**BRIEF**: Rewrite everything from the line containing "wine glass, the" down to the last of these lines, with "largest disc" replaced by "widest circle" and nothing else changed.

**STORED DATA**:
↓↓↓
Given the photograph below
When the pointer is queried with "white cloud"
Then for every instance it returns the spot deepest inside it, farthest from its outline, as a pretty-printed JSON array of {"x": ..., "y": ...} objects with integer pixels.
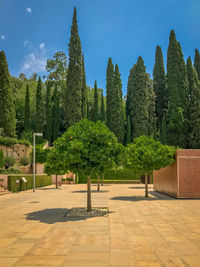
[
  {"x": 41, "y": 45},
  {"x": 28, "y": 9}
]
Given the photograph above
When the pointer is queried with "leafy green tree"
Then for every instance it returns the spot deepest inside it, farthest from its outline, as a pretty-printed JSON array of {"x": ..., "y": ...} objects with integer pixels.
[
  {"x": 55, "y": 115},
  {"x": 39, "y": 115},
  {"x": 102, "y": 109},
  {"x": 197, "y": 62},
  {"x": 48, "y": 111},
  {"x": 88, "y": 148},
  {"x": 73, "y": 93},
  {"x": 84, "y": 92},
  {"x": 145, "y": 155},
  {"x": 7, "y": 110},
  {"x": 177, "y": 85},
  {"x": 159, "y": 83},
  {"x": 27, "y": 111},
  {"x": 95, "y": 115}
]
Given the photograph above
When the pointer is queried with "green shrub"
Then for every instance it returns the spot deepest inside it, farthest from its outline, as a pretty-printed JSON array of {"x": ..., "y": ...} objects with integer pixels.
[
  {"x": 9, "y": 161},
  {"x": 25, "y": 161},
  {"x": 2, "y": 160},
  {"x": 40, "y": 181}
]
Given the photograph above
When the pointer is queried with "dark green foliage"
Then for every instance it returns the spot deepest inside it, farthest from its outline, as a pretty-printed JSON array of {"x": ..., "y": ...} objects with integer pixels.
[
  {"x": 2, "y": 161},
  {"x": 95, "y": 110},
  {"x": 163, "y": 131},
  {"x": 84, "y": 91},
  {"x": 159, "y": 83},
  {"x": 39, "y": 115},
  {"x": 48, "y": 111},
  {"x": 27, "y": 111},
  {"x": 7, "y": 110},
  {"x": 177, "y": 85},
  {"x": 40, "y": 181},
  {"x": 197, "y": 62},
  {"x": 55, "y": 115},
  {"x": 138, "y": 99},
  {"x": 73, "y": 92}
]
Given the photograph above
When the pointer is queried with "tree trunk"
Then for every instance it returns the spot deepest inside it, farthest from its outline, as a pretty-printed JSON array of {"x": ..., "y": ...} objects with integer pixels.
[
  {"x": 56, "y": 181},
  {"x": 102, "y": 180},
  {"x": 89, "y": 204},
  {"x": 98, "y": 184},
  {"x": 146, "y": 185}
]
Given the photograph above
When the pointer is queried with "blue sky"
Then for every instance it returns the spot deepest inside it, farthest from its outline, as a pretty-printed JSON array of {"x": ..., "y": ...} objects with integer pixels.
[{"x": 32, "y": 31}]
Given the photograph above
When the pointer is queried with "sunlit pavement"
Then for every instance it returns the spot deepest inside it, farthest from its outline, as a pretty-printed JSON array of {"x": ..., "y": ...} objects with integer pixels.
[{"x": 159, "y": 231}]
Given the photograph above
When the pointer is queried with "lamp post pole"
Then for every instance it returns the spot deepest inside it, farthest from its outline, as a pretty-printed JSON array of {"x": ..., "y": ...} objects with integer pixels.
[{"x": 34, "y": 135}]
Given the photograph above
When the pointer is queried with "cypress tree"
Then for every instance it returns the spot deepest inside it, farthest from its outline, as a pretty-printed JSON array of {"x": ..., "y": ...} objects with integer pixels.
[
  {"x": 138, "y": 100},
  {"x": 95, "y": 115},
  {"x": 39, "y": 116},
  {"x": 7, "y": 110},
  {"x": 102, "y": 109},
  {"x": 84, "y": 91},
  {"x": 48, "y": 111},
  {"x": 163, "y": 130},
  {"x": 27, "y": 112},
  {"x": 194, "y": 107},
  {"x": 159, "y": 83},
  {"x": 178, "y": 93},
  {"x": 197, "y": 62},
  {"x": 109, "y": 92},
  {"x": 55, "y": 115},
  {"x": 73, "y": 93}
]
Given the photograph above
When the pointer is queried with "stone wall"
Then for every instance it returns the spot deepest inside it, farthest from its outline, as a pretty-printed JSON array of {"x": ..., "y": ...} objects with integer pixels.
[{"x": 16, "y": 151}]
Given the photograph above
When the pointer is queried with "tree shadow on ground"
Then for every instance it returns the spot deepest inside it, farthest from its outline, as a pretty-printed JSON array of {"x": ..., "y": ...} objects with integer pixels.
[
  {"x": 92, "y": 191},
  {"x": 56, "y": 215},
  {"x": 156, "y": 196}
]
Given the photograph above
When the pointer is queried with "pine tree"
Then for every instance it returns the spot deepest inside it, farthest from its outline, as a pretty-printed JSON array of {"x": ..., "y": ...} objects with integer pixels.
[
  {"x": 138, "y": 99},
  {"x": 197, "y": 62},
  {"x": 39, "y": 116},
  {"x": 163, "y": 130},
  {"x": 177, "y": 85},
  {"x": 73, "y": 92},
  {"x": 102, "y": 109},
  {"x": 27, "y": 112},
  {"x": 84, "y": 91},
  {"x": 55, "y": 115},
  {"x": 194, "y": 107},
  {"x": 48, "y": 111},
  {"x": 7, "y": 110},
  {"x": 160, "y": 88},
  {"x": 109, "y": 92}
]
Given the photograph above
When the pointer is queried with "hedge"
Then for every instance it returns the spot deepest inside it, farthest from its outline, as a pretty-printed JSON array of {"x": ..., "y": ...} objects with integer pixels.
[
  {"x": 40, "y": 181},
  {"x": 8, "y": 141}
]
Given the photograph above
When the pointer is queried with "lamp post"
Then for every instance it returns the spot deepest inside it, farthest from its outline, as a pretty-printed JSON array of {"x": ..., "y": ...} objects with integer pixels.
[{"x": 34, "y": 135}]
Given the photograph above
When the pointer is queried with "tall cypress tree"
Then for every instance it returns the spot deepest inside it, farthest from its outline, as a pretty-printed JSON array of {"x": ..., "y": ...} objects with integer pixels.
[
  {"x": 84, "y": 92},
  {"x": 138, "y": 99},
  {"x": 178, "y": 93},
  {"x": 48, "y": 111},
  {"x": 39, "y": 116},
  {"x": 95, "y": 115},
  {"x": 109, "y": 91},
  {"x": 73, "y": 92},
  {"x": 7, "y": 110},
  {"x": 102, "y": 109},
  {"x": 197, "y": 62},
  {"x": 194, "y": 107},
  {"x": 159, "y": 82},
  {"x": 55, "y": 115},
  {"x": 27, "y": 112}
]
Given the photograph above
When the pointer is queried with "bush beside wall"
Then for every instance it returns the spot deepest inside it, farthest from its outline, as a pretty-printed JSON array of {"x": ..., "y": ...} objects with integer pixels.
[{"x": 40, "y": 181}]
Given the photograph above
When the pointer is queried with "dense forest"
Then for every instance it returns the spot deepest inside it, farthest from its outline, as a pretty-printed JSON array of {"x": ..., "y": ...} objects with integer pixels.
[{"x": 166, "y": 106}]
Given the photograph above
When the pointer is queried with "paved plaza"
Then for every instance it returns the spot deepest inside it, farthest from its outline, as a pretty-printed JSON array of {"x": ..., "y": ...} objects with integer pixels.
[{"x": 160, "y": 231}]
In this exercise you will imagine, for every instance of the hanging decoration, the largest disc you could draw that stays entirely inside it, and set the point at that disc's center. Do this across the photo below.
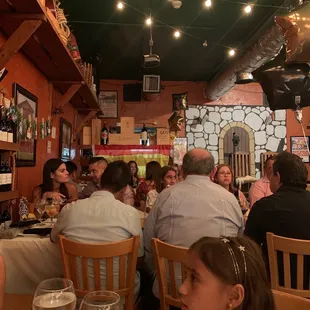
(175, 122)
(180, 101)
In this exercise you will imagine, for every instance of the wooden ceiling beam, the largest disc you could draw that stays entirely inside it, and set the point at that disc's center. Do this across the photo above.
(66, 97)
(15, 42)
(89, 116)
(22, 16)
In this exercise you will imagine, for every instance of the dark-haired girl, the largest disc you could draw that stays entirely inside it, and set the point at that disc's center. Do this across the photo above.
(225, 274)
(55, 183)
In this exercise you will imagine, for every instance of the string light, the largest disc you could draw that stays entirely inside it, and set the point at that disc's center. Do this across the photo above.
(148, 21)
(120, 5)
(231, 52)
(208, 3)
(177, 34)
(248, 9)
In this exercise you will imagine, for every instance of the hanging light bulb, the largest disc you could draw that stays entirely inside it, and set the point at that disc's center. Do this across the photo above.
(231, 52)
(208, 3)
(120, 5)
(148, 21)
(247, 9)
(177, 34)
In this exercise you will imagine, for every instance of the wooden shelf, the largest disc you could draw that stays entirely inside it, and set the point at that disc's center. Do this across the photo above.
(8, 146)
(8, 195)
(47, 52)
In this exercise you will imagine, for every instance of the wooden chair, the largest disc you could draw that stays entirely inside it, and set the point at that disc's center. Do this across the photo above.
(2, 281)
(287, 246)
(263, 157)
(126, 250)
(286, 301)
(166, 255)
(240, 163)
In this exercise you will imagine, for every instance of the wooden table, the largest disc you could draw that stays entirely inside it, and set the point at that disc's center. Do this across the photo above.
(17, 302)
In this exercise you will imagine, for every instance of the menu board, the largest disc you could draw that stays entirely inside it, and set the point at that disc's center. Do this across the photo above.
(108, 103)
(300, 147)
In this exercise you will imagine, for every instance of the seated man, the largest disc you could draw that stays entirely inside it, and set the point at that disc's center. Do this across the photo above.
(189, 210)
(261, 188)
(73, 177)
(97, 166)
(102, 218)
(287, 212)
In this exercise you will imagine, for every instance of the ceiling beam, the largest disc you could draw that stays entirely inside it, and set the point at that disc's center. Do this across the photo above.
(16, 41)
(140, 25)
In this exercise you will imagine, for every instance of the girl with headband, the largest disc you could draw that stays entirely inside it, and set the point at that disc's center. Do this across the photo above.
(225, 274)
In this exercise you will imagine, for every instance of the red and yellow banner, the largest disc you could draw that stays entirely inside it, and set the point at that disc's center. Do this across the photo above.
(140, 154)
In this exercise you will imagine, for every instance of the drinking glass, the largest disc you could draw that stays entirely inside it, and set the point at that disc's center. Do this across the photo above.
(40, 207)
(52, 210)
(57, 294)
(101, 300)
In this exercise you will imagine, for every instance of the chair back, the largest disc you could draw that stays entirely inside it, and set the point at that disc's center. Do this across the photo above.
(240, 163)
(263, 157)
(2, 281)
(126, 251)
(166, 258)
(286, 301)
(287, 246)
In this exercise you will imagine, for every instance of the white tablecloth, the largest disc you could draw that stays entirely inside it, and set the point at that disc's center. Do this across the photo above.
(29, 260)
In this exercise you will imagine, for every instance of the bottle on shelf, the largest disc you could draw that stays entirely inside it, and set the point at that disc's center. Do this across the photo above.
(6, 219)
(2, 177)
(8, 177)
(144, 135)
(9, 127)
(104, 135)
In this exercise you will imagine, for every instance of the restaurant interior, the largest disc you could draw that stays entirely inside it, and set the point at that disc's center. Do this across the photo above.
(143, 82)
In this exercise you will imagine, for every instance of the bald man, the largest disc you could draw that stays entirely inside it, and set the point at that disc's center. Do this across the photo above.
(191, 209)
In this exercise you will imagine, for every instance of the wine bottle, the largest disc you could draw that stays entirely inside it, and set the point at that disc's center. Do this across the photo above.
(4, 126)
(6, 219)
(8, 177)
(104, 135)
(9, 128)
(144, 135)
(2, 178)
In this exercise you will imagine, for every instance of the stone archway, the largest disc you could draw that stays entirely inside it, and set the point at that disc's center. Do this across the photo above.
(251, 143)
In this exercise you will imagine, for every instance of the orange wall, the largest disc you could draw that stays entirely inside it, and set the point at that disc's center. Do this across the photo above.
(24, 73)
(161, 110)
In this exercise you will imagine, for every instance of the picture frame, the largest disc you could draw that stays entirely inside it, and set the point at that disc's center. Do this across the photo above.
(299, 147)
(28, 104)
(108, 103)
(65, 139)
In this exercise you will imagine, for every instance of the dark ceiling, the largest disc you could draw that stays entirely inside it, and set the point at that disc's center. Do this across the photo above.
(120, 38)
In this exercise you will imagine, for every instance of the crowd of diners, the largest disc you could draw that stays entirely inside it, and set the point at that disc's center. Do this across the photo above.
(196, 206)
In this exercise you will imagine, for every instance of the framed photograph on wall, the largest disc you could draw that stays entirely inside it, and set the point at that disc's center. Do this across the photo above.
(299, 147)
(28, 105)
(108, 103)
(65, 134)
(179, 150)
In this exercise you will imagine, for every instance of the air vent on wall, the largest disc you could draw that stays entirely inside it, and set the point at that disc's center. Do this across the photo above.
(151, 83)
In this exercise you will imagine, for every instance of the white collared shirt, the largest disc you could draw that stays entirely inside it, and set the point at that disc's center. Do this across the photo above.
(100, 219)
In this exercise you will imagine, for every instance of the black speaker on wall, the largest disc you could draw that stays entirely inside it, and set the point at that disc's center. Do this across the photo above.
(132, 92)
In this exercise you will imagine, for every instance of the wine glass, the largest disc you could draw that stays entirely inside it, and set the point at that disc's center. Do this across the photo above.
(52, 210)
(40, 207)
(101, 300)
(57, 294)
↑↑↑
**THE SOLUTION**:
In this exercise you will imagine, for every instance of the wine glass, the widest circle you could draw that stays entirely inside it, and set the point at that disc's center. Do this across the photo above.
(52, 210)
(40, 207)
(101, 300)
(57, 294)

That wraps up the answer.